**ESERCIZI DA SVOLGERE:**
A – Nell'articolo sul commento del Times a Berlusconi, con quale titolo viene presentato il commento del quotidiano?
B – Scrivi il seguito dell'articolo sul commento del Times a Berlusconi, ripartendo dopo la sua ultima frase.

**TESTO FORNITO:**
++++++

Il Times: «Ha gettato vergogna sull'Italia, ora deve dimettersi»


«Silvio Berlusconi ha gettato vergogna su se stesso e sul suo paese con le sue buffonate sessuali e i suoi tentativi di evitare i processi. Ora si deve dimettere»: così il Times in un commento intitolato «Gotico italiano» a corredo dell'ampia copertura dedicata alla bocciatura del Lodo Alfano. L'articolo di cronaca titola: «I giudici danno un colpo mortale a Silvio Berlusconi». La vicenda ha grande spazio su tutti i giornali britannici. Dopo la sentenza della corte costituzionale, i processi contro il premier possono riprendere, dice il giornale: «Berlusconi è ora un imputato che affronta un processo penale».

«Berlusconi può restare al suo posto solo se il suo partito e i suoi alleati lo sostengono - argomenta il quotidiano - Ma sarebbero sciocchi a farlo. La disintegrazione della litigiosa sinistra ha convinto molti elettori che non c'è alternativa a Berlusconi, se l'Italia vuole un governo abbastanza forte da farle attraversare l'attuale, seria crisi. Berlusconi può quindi immaginare di essere ancora piuttosto popolare. È la classica auto-illusione di un uomo che si è convinto della propria propaganda, in larga parte portata dai giornali e dalle stazioni tv che possiede. Un'altra cosa che non ha capito è l'inquietudine generata dalla sua vicinanza con Vladimir Putin e Muammar Gheddafi, e il ridicolo che si è gettato addosso con le sue buffonate sessuali. Molti italiani hanno visto le rivelazioni sulle prostitute con indulgente divertimento. Ma il danno alla reputazione del suo paese, simboleggiato dal rifiuto di Michelle Obama di accettare il suo abbraccio, ha iniziato a mostrarsi: i suoi indici di popolarità hanno iniziato a cadere».

++++++

(Record di annotazione delle coordinate)
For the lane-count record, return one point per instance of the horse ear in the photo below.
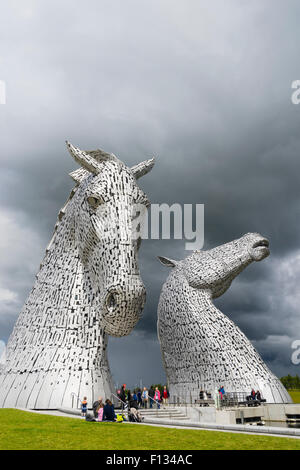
(167, 261)
(142, 168)
(84, 159)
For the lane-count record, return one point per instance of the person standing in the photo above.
(122, 396)
(157, 397)
(100, 411)
(84, 407)
(165, 396)
(145, 397)
(109, 411)
(139, 394)
(151, 395)
(96, 406)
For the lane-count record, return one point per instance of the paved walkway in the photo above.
(173, 426)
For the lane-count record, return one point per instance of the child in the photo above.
(84, 407)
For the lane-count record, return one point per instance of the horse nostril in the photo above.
(111, 301)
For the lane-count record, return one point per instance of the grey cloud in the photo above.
(205, 87)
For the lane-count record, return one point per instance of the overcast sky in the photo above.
(205, 86)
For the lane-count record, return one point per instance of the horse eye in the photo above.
(94, 202)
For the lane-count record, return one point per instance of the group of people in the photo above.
(254, 395)
(141, 398)
(102, 411)
(105, 411)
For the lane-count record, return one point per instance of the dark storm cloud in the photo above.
(204, 86)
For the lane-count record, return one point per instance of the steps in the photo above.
(164, 413)
(150, 413)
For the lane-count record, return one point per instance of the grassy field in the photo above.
(25, 430)
(295, 394)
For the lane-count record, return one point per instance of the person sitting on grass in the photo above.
(84, 407)
(109, 411)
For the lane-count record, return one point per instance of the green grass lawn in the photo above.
(25, 430)
(295, 394)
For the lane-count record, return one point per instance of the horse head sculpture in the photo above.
(201, 347)
(88, 287)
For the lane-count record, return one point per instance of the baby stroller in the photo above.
(134, 416)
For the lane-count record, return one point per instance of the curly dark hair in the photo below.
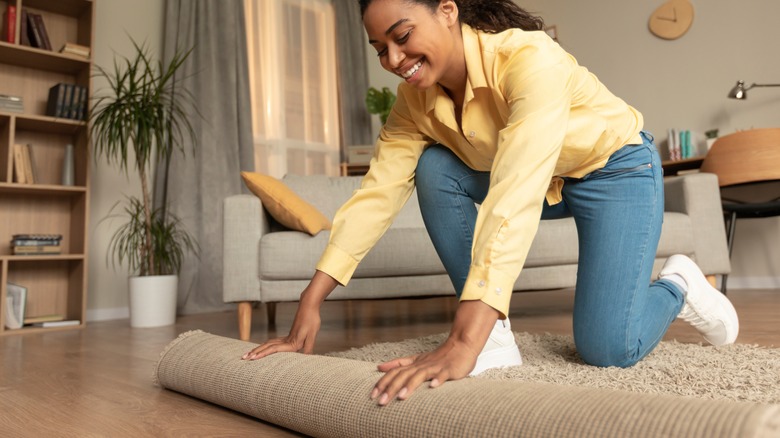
(492, 16)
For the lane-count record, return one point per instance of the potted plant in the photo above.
(141, 120)
(380, 102)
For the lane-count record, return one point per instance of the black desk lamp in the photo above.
(740, 91)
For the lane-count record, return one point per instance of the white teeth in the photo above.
(408, 73)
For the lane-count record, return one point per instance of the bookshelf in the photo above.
(56, 284)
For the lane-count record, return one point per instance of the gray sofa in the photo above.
(265, 263)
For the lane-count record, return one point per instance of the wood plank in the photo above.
(97, 381)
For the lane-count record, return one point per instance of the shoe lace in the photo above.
(692, 317)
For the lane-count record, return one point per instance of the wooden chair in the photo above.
(748, 167)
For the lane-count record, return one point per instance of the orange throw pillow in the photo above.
(284, 205)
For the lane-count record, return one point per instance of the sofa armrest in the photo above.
(698, 196)
(244, 222)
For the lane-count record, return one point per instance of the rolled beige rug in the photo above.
(329, 397)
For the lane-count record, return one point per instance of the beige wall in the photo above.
(680, 84)
(115, 22)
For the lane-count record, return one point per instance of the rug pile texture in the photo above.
(737, 372)
(329, 397)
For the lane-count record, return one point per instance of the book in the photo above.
(11, 103)
(36, 236)
(20, 176)
(63, 323)
(24, 37)
(83, 100)
(16, 301)
(68, 102)
(76, 50)
(44, 318)
(56, 102)
(73, 112)
(21, 242)
(38, 250)
(32, 31)
(42, 29)
(9, 24)
(29, 173)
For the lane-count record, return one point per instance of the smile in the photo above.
(408, 73)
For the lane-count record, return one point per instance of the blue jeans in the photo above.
(619, 316)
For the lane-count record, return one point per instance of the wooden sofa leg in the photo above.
(244, 320)
(270, 308)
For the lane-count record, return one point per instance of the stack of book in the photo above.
(11, 103)
(75, 50)
(36, 244)
(68, 101)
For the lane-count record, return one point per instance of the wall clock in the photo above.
(672, 19)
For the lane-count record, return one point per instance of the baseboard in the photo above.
(108, 314)
(753, 282)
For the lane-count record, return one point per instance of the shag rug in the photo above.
(738, 372)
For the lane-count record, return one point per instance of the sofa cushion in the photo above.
(328, 194)
(293, 255)
(284, 205)
(290, 255)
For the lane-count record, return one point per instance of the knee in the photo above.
(431, 166)
(606, 350)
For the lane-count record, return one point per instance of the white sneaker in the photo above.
(500, 350)
(705, 308)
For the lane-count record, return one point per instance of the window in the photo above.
(292, 72)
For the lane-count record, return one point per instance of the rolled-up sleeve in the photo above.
(389, 183)
(536, 85)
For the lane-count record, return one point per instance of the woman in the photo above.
(493, 111)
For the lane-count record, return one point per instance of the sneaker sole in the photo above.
(498, 358)
(701, 281)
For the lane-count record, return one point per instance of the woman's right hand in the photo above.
(306, 324)
(301, 338)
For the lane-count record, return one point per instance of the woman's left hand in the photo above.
(453, 360)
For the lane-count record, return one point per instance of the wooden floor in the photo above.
(98, 381)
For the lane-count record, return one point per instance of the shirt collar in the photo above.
(475, 72)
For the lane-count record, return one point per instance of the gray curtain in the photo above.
(353, 75)
(216, 74)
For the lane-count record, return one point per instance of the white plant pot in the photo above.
(153, 300)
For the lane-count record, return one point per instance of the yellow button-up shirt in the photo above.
(530, 115)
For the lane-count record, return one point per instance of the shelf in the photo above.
(31, 57)
(41, 189)
(57, 283)
(71, 8)
(31, 330)
(52, 125)
(40, 258)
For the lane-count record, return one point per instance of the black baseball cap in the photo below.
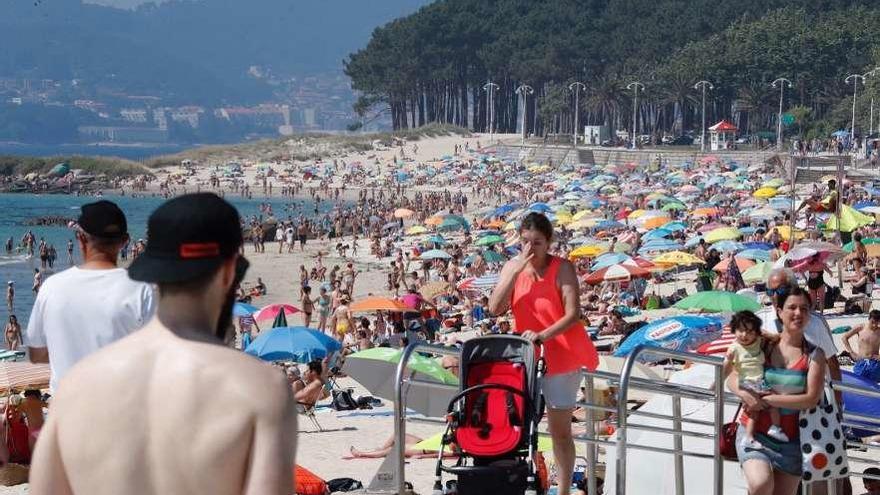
(188, 237)
(103, 219)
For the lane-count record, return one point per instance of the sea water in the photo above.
(17, 209)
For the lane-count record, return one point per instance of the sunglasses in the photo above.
(779, 291)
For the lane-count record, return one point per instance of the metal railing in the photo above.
(625, 381)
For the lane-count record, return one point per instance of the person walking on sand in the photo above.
(187, 428)
(89, 306)
(543, 292)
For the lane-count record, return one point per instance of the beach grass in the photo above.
(17, 166)
(302, 147)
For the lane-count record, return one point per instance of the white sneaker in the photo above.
(776, 433)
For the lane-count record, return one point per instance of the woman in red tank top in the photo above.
(543, 292)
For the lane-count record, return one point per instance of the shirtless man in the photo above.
(193, 420)
(867, 358)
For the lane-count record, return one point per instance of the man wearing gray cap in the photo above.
(89, 306)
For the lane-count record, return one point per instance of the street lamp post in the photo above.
(852, 130)
(781, 82)
(704, 85)
(490, 106)
(635, 85)
(524, 90)
(576, 86)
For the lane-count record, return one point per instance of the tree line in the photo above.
(434, 65)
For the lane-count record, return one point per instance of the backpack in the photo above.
(343, 401)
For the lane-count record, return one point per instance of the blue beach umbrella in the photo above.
(678, 333)
(298, 344)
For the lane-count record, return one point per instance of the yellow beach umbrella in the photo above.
(581, 214)
(723, 234)
(435, 220)
(765, 192)
(677, 258)
(403, 213)
(590, 251)
(785, 232)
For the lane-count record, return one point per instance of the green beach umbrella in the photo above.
(758, 273)
(849, 246)
(488, 240)
(375, 369)
(718, 301)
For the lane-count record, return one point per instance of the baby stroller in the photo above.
(493, 420)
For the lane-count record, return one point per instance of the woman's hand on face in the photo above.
(522, 260)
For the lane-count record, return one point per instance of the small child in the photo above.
(746, 356)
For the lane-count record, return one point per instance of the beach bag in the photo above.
(823, 444)
(344, 485)
(727, 439)
(343, 401)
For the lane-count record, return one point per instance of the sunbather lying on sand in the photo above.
(411, 452)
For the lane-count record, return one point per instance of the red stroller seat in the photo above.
(493, 421)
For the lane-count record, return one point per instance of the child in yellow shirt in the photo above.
(746, 356)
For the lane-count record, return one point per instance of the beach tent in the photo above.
(653, 472)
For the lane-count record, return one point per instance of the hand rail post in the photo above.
(719, 426)
(592, 488)
(622, 395)
(677, 445)
(400, 419)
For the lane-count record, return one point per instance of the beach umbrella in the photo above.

++++++

**SOLUZIONI DEGLI ESERCIZI:**
A – Il commento si intitola «Gotico italiano».

B –
«Berlusconi - conclude Times - ha visto questo, così come la vicenda della corte costituzionale, come un complotto ordito dai suoi nemici politici. Non lo era. È nato dalla seria preoccupazione sull'onestà e la capacità di giudizio di un uomo che guida il governo di un'importante democrazia occidentale. Se il processo di Milano ricomincia, Berlusconi deve, come ogni altro cittadino, apparire in aula.

Lì potrà esercitare il diritto di ogni cittadino a difendersi contro le accuse. Resta innocente finchè non sarà provato colpevole. Il processo, comunque, sarà un'enorme distrazione dal suo lavoro di primo ministro. Ha tentato di vivere al di sopra della legge; ora essa lo consumerà. È sicuramente il momento che Berlusconi smetta di mettere i suoi interessi prima di quelli del suo paese. Dovrebbe dimettersi».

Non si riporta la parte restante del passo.